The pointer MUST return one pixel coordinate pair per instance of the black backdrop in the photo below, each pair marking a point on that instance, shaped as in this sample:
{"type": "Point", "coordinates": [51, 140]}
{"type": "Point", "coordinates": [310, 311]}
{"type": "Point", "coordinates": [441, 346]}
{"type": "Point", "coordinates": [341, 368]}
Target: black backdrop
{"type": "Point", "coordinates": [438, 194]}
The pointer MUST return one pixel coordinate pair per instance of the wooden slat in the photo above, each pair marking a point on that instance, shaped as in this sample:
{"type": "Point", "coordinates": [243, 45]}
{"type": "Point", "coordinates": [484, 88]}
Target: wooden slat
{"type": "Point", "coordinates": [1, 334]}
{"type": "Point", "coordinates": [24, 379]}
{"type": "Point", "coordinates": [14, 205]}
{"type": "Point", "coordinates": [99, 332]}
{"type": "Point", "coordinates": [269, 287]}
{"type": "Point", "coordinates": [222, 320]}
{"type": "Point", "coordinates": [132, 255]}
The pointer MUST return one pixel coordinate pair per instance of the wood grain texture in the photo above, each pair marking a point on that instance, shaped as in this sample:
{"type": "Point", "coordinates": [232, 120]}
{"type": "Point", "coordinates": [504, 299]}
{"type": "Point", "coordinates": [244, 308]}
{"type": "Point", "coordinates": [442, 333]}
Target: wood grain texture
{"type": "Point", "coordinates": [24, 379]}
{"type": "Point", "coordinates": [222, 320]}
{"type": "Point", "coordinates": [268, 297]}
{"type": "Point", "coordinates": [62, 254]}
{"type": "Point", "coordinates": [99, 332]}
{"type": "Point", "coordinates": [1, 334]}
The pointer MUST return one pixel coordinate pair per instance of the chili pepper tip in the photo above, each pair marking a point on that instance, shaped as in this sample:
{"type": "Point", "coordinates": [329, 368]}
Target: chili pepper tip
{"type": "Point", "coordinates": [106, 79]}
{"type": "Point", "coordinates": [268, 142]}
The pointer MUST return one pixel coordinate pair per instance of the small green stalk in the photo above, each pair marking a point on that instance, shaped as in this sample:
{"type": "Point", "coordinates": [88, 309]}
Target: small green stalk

**Brief**
Return every line exactly.

**Solved exercise**
The pointer MUST return one pixel coordinate pair per instance of the black backdrop in the photo below, each pair marking a point on that instance, shaped as in this sample:
{"type": "Point", "coordinates": [51, 140]}
{"type": "Point", "coordinates": [310, 311]}
{"type": "Point", "coordinates": [441, 346]}
{"type": "Point", "coordinates": [341, 368]}
Target: black backdrop
{"type": "Point", "coordinates": [438, 194]}
The pointer MUST return one pixel coordinate pair per instance of the wooden slat in the photo above, each pair marking a point on that instance, shaped as in this sample:
{"type": "Point", "coordinates": [243, 45]}
{"type": "Point", "coordinates": [484, 88]}
Target: wooden slat
{"type": "Point", "coordinates": [1, 334]}
{"type": "Point", "coordinates": [24, 379]}
{"type": "Point", "coordinates": [14, 205]}
{"type": "Point", "coordinates": [99, 332]}
{"type": "Point", "coordinates": [269, 287]}
{"type": "Point", "coordinates": [222, 320]}
{"type": "Point", "coordinates": [132, 255]}
The pointer MUST return one pixel coordinate pair per instance of the wood grain texture in the photo above, each pair marking a point on that instance, shaped as in this sample:
{"type": "Point", "coordinates": [232, 120]}
{"type": "Point", "coordinates": [504, 299]}
{"type": "Point", "coordinates": [244, 308]}
{"type": "Point", "coordinates": [442, 333]}
Target: wood grain texture
{"type": "Point", "coordinates": [24, 379]}
{"type": "Point", "coordinates": [222, 320]}
{"type": "Point", "coordinates": [268, 297]}
{"type": "Point", "coordinates": [62, 254]}
{"type": "Point", "coordinates": [99, 332]}
{"type": "Point", "coordinates": [1, 334]}
The pointer MUST return one pixel coordinate pair per instance of the chili pepper tip in the photo above, each pair marking a point on that instance, shaped as in this sample:
{"type": "Point", "coordinates": [329, 368]}
Target: chili pepper tip
{"type": "Point", "coordinates": [106, 79]}
{"type": "Point", "coordinates": [268, 142]}
The pointer MUST return one pixel coordinate pair per instance of the small green stalk in the photo above, each pair marking a point on that instance, shaped as in this sample:
{"type": "Point", "coordinates": [88, 309]}
Target: small green stalk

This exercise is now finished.